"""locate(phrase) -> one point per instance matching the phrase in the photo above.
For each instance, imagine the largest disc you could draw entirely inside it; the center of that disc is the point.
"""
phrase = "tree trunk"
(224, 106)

* * *

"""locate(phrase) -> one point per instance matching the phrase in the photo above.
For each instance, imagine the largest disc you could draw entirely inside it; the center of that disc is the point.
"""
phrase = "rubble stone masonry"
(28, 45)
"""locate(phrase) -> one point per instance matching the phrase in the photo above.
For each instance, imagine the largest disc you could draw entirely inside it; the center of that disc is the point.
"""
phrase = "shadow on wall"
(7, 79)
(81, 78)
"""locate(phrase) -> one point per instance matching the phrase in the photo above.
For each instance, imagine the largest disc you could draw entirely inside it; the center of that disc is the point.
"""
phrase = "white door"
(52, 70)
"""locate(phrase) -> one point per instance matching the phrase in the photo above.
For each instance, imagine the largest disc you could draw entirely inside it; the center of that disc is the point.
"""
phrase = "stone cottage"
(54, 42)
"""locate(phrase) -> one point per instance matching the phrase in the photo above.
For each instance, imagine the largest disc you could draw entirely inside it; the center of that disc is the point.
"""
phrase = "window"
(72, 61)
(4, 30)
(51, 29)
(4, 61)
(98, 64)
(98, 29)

== Required task ==
Pull out each line of the data above that contains the string "stone". Matching is case-sensitive.

== Result for this exercise ==
phrase = "rubble stone masonry"
phrase = "stone cottage"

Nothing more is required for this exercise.